DIRECTION.
Gather every line of the listing below that contains the string "fern" and copy each one in full. Treat the match as case-sensitive.

GIVEN DATA.
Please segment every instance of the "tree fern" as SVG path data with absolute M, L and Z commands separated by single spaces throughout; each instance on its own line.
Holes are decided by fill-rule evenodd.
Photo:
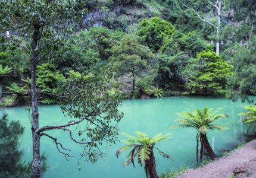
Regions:
M 9 68 L 8 66 L 3 68 L 2 64 L 0 64 L 0 78 L 2 78 L 6 74 L 8 74 L 13 71 L 11 68 Z
M 7 88 L 11 91 L 14 91 L 16 94 L 20 94 L 28 90 L 27 89 L 25 89 L 27 85 L 25 85 L 22 87 L 19 87 L 16 83 L 13 82 L 13 84 L 11 84 L 10 87 L 7 87 L 6 88 Z
M 212 159 L 215 159 L 216 155 L 213 152 L 207 138 L 207 133 L 209 130 L 217 129 L 219 131 L 223 131 L 229 129 L 227 127 L 220 125 L 211 124 L 213 122 L 219 120 L 221 118 L 228 117 L 227 115 L 217 114 L 215 115 L 221 108 L 217 109 L 213 112 L 212 108 L 205 107 L 201 110 L 195 109 L 193 113 L 188 112 L 183 112 L 182 113 L 176 113 L 179 116 L 185 118 L 179 118 L 174 120 L 174 122 L 178 123 L 177 125 L 171 126 L 170 129 L 177 128 L 193 128 L 196 129 L 196 160 L 198 161 L 198 143 L 200 136 L 200 142 L 201 142 L 201 155 L 200 158 L 204 159 L 204 150 L 207 150 Z
M 247 111 L 245 112 L 242 112 L 241 113 L 239 113 L 238 115 L 239 115 L 241 117 L 241 119 L 238 120 L 238 122 L 241 121 L 245 123 L 251 123 L 251 125 L 249 126 L 248 128 L 247 129 L 246 133 L 248 134 L 249 130 L 250 128 L 254 126 L 252 131 L 252 136 L 254 136 L 254 130 L 256 126 L 256 106 L 255 105 L 250 105 L 250 106 L 243 106 L 244 109 L 247 109 Z M 242 117 L 244 117 L 243 119 L 242 119 Z
M 123 166 L 128 166 L 132 163 L 133 166 L 135 167 L 134 159 L 137 157 L 139 164 L 142 166 L 142 164 L 145 163 L 144 170 L 146 177 L 157 177 L 153 149 L 156 148 L 160 155 L 164 158 L 170 158 L 170 156 L 168 154 L 165 154 L 158 148 L 155 148 L 155 145 L 157 142 L 161 140 L 170 138 L 168 136 L 171 134 L 169 133 L 162 136 L 162 133 L 160 133 L 153 138 L 148 138 L 146 134 L 141 132 L 135 132 L 138 137 L 126 133 L 122 134 L 129 138 L 127 139 L 123 140 L 122 141 L 129 145 L 119 148 L 115 153 L 115 156 L 118 158 L 121 152 L 132 149 L 132 151 L 130 151 L 126 157 L 128 160 L 125 161 Z M 136 142 L 137 144 L 135 144 Z M 173 158 L 172 160 L 173 160 Z M 154 175 L 156 175 L 157 177 Z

OUTPUT FOR THIS TASK.
Please segment every instance of the "tree fern" as SVG path data with absolute M, L and Z commands separated by single spaces throughout; each instance on its own line.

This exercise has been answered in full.